INSTRUCTIONS FOR THE TASK
Copy out the following items, keeping each line unchanged.

Dataset rows showing where objects appear:

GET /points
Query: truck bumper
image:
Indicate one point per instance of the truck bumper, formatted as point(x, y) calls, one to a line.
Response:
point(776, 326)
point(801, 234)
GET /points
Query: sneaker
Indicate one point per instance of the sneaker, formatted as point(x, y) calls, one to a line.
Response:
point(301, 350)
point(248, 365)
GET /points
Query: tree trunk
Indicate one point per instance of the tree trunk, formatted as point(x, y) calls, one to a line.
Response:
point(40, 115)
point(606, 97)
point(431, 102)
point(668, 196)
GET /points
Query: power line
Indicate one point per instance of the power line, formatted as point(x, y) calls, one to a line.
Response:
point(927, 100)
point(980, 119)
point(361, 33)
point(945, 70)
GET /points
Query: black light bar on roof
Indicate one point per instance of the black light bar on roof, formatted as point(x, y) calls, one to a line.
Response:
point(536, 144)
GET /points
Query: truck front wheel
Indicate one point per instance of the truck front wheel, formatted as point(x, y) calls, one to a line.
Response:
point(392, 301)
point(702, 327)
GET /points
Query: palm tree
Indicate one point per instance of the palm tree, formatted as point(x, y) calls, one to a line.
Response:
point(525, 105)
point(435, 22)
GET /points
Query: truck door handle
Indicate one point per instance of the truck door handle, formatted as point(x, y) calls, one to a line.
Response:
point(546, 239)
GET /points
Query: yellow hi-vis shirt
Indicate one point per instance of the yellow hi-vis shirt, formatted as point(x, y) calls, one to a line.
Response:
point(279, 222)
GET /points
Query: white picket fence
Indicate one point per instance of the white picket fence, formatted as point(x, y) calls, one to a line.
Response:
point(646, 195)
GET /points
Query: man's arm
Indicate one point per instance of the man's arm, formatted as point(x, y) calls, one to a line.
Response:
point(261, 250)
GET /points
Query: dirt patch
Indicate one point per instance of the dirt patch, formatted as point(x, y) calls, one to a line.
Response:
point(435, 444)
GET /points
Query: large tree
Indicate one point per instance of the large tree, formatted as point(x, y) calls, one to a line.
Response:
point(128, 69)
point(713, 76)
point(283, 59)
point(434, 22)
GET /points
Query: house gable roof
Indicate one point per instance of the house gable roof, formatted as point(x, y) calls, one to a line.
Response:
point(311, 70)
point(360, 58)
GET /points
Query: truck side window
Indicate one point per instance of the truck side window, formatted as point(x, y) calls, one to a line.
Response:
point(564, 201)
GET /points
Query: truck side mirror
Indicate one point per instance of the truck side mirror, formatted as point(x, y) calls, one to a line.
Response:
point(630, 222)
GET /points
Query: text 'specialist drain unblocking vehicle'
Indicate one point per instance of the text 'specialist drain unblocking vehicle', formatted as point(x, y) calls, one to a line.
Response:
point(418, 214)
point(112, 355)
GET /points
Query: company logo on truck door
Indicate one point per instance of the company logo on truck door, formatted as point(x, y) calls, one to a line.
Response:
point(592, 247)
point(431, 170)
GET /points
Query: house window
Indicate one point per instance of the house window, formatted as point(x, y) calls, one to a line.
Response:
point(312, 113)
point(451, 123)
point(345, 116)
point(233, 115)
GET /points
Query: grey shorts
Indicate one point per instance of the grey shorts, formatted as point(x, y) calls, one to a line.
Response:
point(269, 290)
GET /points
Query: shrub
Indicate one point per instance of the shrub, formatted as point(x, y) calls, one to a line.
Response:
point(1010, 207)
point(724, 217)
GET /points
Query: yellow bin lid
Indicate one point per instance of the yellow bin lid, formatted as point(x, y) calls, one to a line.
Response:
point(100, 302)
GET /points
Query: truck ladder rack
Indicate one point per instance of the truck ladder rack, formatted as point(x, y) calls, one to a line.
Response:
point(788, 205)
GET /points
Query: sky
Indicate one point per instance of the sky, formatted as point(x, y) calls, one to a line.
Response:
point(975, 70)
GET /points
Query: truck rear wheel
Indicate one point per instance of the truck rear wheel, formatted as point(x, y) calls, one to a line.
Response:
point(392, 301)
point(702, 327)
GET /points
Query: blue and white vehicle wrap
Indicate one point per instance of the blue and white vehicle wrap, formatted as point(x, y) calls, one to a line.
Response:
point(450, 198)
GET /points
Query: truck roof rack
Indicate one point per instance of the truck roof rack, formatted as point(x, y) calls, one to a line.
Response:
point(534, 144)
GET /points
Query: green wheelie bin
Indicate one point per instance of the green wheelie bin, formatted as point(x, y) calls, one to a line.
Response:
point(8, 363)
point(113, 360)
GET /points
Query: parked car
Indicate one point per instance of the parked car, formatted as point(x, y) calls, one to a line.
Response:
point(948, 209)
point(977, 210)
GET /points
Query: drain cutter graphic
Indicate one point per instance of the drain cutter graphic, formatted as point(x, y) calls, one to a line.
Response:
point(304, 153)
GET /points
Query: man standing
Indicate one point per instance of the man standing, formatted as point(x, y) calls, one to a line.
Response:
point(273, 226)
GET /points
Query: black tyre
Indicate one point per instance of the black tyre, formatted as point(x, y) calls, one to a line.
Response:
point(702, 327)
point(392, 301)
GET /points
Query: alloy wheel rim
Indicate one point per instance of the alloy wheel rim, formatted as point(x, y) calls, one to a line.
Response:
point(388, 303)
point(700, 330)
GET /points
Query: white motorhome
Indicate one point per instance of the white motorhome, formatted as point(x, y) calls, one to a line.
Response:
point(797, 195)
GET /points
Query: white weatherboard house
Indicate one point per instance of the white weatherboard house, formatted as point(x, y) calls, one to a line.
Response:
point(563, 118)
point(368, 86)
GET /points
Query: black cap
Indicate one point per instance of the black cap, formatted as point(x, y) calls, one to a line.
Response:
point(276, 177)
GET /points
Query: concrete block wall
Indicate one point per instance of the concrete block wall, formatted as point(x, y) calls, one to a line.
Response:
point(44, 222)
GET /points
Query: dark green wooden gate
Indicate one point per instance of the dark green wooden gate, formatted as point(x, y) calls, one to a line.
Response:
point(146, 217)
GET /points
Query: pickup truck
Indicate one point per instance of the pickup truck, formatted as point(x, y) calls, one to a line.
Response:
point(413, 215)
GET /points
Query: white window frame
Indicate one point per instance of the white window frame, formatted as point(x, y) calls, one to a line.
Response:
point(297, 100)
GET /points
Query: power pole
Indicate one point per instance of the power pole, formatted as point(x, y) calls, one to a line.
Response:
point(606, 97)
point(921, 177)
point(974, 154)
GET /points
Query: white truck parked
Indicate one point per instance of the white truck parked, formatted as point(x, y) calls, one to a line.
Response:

TASK RESPONSE
GET /points
Query: truck bumper
image:
Indicate one point per instance of the truck bumper, formatted as point(x, y) calls, one to a line.
Response:
point(776, 326)
point(801, 234)
GET /points
Query: sneaker
Indicate one point per instance of the sneaker, formatted as point(x, y) calls, one to a line.
Response:
point(301, 350)
point(248, 365)
GET /points
Query: tree trunk
Indicate one point per instance of the tree trunk, formatted as point(x, y) calls, one to a line.
Response:
point(40, 115)
point(606, 97)
point(431, 102)
point(668, 196)
GET /points
Query: power line
Indicate one point per instance of the power line, formatted as point(x, y) calls, one to a line.
Response:
point(927, 100)
point(980, 119)
point(361, 33)
point(945, 70)
GET /points
Query: black light bar on roof
Indicate one point per instance of the black light bar on roof, formatted as point(x, y) calls, one to a line.
Response:
point(536, 144)
GET /points
Query: truck front wheel
Indicate one point per instance of the truck front wheel, formatted as point(x, y) calls, one to a line.
Response:
point(392, 301)
point(702, 327)
GET /points
Query: palm tree
Indicate one point per instance of the palm tree, formatted as point(x, y) calls, one to a line.
Response:
point(525, 105)
point(435, 22)
GET /points
Query: truck door handle
Indicate one point per instance of the truck door handle, formatted as point(x, y) calls, one to a line.
Response:
point(546, 239)
GET /points
Query: yellow hi-vis shirt
Indicate one point per instance of the yellow hi-vis shirt, formatted as point(x, y) calls, one to a line.
Response:
point(279, 222)
GET /points
Query: white picket fence
Indicate one point per instance of the white picket fence, formatted as point(x, y) calls, one to a line.
Response:
point(646, 195)
GET /points
Query: man's arm
Indicate one point per instance of the man's arm, formatted as point(x, y) calls, one to a line.
Response:
point(261, 250)
GET /points
Query: dirt patch
Indicate one point per instance of the dirt patch, formatted as point(x, y) calls, one to a line.
Response:
point(435, 444)
GET /points
Query: large tree
Indicate one point per instance of the large tree, formatted as point(x, y) calls, one to a line.
Response:
point(128, 69)
point(713, 76)
point(283, 59)
point(434, 22)
GET /points
Query: house gable roof
Indicate one point per instance of the house gable roof, formatted as point(x, y) calls, one to a line.
Response:
point(311, 70)
point(360, 58)
GET /points
Query: truck side window
Indicate one point per instance of the truck side window, formatted as point(x, y) calls, one to a line.
Response:
point(564, 201)
GET /points
Query: truck side mirror
Indicate one point per instance of the truck side mirror, formatted as point(x, y) calls, one to a line.
Response:
point(630, 222)
GET /points
Query: text 'specialist drain unblocking vehicle'
Indicate one point per instance of the text 'specialist drain unblocking vehicle', formatted as point(x, y) calls, one to a line.
Response:
point(418, 214)
point(112, 355)
GET /points
Query: company logo on truck door
Indicate one point per instance of the company logo on truck door, formatted as point(x, y) calls, one to a line.
Response:
point(592, 247)
point(431, 170)
GET /points
Query: house window
Indicate one point per instance of the house window, formatted as point(x, y) calls, one to a line.
Response:
point(312, 113)
point(451, 123)
point(345, 116)
point(233, 115)
GET /points
Query: grey shorts
Indicate one point per instance of the grey shorts, formatted as point(x, y) calls, one to a line.
Response:
point(269, 290)
GET /points
Query: shrub
Indicate one point per instance of the shrub, formatted as point(x, y) calls, one to a line.
Response:
point(1010, 207)
point(724, 217)
GET /points
Query: yellow bin lid
Indicate one point per instance of the yellow bin lid, formatted as point(x, y) calls, one to a line.
Response:
point(100, 302)
GET /points
Query: truck ladder rack
Indicate one point per instance of the truck ladder rack, formatted as point(x, y) calls, one to a line.
Response:
point(788, 205)
GET /points
Query: sky
Indicate one point per instance of the sky, formatted as point(x, y) calls, one to a line.
Response:
point(975, 70)
GET /points
Query: truck rear wheel
Indicate one point per instance of the truck rear wheel, formatted as point(x, y) calls, one to a line.
Response:
point(392, 301)
point(702, 327)
GET /points
Query: blue and white vehicle wrap
Indicate one point per instance of the blue and white vehicle wrap, formatted as point(x, y) calls, one to a line.
Response:
point(450, 198)
GET /points
Query: truck roof rack
Indicate one point per instance of the truck roof rack, formatted as point(x, y) calls, one to a line.
Response:
point(534, 144)
GET /points
Query: green wheelie bin
Indicate one point per instance of the green wheelie bin, formatted as point(x, y) calls, one to a line.
Response:
point(8, 363)
point(113, 360)
GET /points
Query: parked car
Indicate one point per instance of the parked car, formatted as point(x, y) calls, one to a line.
Response:
point(948, 209)
point(977, 210)
GET /points
Query: drain cutter graphic
Indicate one point per instance of the drain cutter graphic, formatted as point(x, y) calls, one to a line.
Response:
point(304, 153)
GET /points
Query: man standing
Indicate one point per instance of the man standing, formatted as point(x, y) calls, one to a line.
Response:
point(273, 226)
GET /points
Query: black tyre
Indicate one point per instance of the black tyre, formatted as point(x, y) calls, one to a line.
Response:
point(702, 327)
point(392, 301)
GET /points
Query: alloy wheel rim
Indicate one point per instance of the alloy wheel rim, formatted as point(x, y) calls, one to a line.
Response:
point(388, 303)
point(700, 330)
GET /points
Query: white motorhome
Indicate one point per instance of the white motorhome, formatted as point(x, y) calls, one to a line.
Response:
point(797, 195)
GET /points
Query: white weatherboard house
Indicate one point per instance of the white weatherboard house, formatted as point(x, y) calls, one to a line.
Response:
point(563, 118)
point(368, 86)
GET /points
Query: black cap
Indicate one point per instance of the black cap, formatted as point(x, y) calls, one to a line.
Response:
point(276, 177)
GET /points
Query: concrete block wall
Indicate one point per instance of the concrete block wall, formatted as point(x, y) calls, one to a line.
Response:
point(44, 222)
GET /points
Query: dark green wooden gate
Indicate one point per instance of the dark green wooden gate, formatted as point(x, y) calls, one to a line.
Response:
point(146, 217)
GET /points
Query: pickup truck
Indicate one point per instance of the pickup truck, formatted as point(x, y) calls, one to a line.
Response:
point(413, 215)
GET /points
Query: white window frame
Indicate one point per instance of the white window frame, formatted as point(x, y) calls, one to a line.
Response:
point(297, 100)
GET /points
Query: power pole
Indicate one point per instance of the power pole, formatted as point(x, y) calls, one to a line.
Response:
point(606, 97)
point(921, 177)
point(974, 154)
GET /points
Query: white truck parked
Indicate one point per instance of the white truck parked, formatted as point(x, y) calls, one to a line.
Response:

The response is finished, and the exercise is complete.